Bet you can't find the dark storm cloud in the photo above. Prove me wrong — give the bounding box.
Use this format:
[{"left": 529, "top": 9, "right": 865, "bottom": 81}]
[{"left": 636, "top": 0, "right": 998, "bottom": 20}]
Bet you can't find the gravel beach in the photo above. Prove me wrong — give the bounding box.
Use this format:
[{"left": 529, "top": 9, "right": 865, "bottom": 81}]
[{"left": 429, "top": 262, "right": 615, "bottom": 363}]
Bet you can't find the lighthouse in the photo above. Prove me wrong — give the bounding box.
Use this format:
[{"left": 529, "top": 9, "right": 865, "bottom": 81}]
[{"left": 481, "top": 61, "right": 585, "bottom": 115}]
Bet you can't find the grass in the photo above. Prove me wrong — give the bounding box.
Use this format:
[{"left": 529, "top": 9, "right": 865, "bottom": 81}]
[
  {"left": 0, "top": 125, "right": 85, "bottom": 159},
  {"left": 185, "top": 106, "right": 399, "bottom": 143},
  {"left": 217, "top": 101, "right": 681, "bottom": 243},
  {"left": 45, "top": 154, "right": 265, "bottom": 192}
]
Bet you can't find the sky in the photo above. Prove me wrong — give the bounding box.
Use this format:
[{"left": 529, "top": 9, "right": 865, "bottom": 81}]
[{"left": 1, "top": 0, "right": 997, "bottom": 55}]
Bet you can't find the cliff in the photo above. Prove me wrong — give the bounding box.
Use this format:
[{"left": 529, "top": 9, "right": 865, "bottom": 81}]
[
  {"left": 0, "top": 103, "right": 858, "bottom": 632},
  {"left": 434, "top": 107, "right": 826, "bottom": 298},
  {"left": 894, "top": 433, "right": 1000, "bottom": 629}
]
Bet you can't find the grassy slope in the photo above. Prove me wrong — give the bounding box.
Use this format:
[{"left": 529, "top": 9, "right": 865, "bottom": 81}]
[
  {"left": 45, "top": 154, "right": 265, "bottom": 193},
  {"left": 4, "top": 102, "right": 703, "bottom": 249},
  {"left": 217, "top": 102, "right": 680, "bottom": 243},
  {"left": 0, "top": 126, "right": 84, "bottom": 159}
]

» **Work order**
Over the whole listing above, how many lines contain the string "find"? The answer is that number alone.

» **Answer**
7